## INSTRUCTIONS FOR THE TASK
Reproduce the listing in full. Keep every character unchanged.

Start of RECORDS SUPPLIED

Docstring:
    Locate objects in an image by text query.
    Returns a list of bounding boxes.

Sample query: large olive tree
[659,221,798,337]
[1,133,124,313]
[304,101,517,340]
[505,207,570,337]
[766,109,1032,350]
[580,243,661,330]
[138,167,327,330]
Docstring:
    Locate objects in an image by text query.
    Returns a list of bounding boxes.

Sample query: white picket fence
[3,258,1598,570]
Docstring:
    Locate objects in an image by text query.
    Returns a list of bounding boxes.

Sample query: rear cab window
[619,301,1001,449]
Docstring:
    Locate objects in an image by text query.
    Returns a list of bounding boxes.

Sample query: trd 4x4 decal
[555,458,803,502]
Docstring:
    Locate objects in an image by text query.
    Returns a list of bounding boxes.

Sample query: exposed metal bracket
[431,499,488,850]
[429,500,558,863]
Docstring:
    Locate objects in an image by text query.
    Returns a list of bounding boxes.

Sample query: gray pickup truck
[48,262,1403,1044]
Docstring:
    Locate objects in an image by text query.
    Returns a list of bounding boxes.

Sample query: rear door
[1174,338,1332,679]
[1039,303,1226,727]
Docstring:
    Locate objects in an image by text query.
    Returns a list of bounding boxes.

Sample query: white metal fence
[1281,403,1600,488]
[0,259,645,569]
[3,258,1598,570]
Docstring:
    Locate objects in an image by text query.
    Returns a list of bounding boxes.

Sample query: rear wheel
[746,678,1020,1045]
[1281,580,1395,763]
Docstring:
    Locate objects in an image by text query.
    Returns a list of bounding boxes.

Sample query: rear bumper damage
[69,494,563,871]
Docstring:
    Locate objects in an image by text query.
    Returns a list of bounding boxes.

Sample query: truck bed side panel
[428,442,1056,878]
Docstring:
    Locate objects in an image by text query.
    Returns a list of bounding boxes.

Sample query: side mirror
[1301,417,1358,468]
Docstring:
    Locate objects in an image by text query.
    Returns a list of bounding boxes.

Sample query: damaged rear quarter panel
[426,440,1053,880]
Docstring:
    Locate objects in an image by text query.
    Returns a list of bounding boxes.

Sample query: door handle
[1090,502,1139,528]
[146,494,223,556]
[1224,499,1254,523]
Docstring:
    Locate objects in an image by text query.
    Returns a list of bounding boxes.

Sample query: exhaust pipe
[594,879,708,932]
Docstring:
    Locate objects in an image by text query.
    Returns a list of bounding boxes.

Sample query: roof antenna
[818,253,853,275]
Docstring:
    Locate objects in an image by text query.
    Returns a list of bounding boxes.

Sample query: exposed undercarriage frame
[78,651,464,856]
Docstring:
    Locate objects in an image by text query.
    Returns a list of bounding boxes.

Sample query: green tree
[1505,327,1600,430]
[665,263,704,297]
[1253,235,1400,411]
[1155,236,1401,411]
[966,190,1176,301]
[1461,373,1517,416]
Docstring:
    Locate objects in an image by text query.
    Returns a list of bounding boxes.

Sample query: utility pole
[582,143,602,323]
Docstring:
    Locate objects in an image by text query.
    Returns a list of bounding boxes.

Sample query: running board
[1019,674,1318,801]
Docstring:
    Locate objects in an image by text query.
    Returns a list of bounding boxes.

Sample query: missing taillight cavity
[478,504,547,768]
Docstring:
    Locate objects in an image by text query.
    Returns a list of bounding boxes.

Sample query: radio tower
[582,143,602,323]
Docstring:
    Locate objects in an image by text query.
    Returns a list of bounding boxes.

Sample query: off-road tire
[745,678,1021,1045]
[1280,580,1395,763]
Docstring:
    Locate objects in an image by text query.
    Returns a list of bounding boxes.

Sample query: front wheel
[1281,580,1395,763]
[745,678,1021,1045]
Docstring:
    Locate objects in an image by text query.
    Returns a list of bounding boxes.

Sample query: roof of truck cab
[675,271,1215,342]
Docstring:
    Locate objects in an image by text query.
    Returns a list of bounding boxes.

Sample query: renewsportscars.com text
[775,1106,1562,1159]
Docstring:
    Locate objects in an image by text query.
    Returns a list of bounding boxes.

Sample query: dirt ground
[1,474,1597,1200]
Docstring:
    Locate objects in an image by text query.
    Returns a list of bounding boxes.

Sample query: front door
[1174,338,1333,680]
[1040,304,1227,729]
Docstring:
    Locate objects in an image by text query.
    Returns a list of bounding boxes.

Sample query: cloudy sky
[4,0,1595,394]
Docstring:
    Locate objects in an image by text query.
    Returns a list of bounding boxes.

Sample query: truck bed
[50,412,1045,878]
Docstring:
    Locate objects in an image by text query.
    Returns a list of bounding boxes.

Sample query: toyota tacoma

End of RECORDS SUPPLIED

## REPLY
Docstring:
    Locate objects in an image by text query.
    Returns a list of bounding boxes.

Sample query: large olive tree
[659,221,798,337]
[1,133,124,313]
[304,101,517,340]
[505,207,570,337]
[766,109,1032,350]
[580,243,661,330]
[138,167,327,330]
Docstring:
    Locate objects in an image by text query.
    Returns a list of bounding boxes.

Sample query: white picket fence
[3,258,1598,570]
Docstring:
    Locate objects in an image by text query.
    Returns a list of bounding boxes.

Sample query: rear cab window
[619,301,1001,449]
Docstring:
    Locate objects in an image by text query.
    Returns a list of bounding boxes.

Sample query: trd 4x4 decal
[555,458,803,502]
Docstring:
    Locate objects in an image by text query.
    Returns a list of bounding boxes.

Sample query: exposed metal bracket
[431,499,488,850]
[429,500,558,863]
Docstring:
    Locate objects in an image by text query.
    Returns a list of bounding boxes.

Sample query: gray pickup truck
[48,262,1403,1044]
Docstring:
    Locate objects in an image by text query.
    Returns a list of bounding boxes.

Sample query: rear door
[1174,338,1332,679]
[1039,303,1226,727]
Docstring:
    Locate objects in an image by text query.
    Returns a list of bounding boxes.

Sample query: white metal fence
[1281,403,1600,488]
[0,259,645,569]
[3,258,1598,570]
Docstring:
    Locate objects in an image by text query.
    Returns a list of bounding boxes.

Sample query: rear wheel
[746,678,1020,1045]
[1281,580,1395,763]
Docstring:
    Locate objects in an image by text query.
    Returns a list of bounding boxes.

Sample query: rear bumper damage
[69,494,563,871]
Docstring:
    Locate objects in an image by text query.
    Returns a list of bounding boxes.

Sample query: truck bed side panel
[428,442,1056,878]
Docstring:
    Locate objects in an image by text query.
    Returns a list of bounding boxes.

Sample query: side mirror
[1301,417,1358,468]
Docstring:
    Locate objects in an image by text query.
    Returns a list of bounding boxes.

Sample query: damaged rear quarter panel
[426,440,1053,880]
Docstring:
    Locate objects in an image by text query.
    Returns a list of bounding boxes.

Sample query: door handle
[1090,502,1139,528]
[146,494,223,556]
[1224,499,1254,523]
Docstring:
    Locate objects in an image by text query.
    Returns a list of bounding boxes.

Sample query: exhaust pipe
[594,879,708,932]
Docstring:
    Locate objects in an image by text query.
    Returns a list of bounding boxes.

Sample query: roof antenna
[818,253,853,275]
Docstring:
    Locate objects in an image by text query.
    Returns a list of bounding boxes.

Sample query: exposed undercarriage frame
[78,651,464,856]
Docstring:
    Locate objects in an image by text query.
    Returns a list of bounding boxes.

Sample query: green tree
[1505,327,1600,430]
[665,263,704,297]
[1253,235,1400,411]
[1155,236,1401,411]
[966,190,1176,301]
[1461,373,1517,416]
Docstring:
    Locate objects in an image by text query.
    Returns a list of bounding boxes.

Sample query: utility pole
[582,143,602,323]
Docstring:
    Locate objects in an image by text query.
    Returns a list of bounding boxes.

Sample query: running board
[1019,674,1318,801]
Docstring:
    Locate objects in an image by text query.
    Returns a list of bounding boxes.

Sample query: missing taillight cavity
[478,504,547,768]
Docstring:
    Locate objects in an image by text query.
    Returns a list of bounding boxes.

Sample query: radio tower
[582,143,602,323]
Docstring:
    Locate objects in an image by text query.
    Returns a list of bounding boxes.

Sample query: off-road tire
[745,678,1021,1045]
[1280,580,1395,763]
Docstring:
    Locate objects in an image by text query.
    Returns a list of bounding boxes.

Sample query: front wheel
[1281,580,1395,763]
[745,678,1021,1045]
Docstring:
    Locate objects in an image by text query.
    Returns a list of bounding boxes.

Sample query: roof of truck cab
[675,271,1215,342]
Docstring:
    Locate objects in an image by text query.
    Returns a list of bounding boxes.

Sample query: renewsportscars.com text
[775,1106,1562,1159]
Docstring:
    Locate objects in an image by text query.
    Returns a list of bounding boxes.

Sample query: dirt ground
[1,474,1597,1200]
Docstring:
    Locate objects in an image by text query.
    Returns a list of bounding boxes.

Sample query: front door
[1174,338,1333,680]
[1040,304,1227,729]
Docstring:
    Locate objects in an image by text query.
    Returns a list of bounding boxes.

Sample query: cloudy sky
[4,0,1595,394]
Docstring:
    Locate objects in an image by text query.
    Returns a list of bounding boxes.

Sample query: truck bed
[50,412,1045,878]
Docstring:
    Locate objects in an image by text query.
    Returns a list of bounding boxes.

Sample query: toyota tacoma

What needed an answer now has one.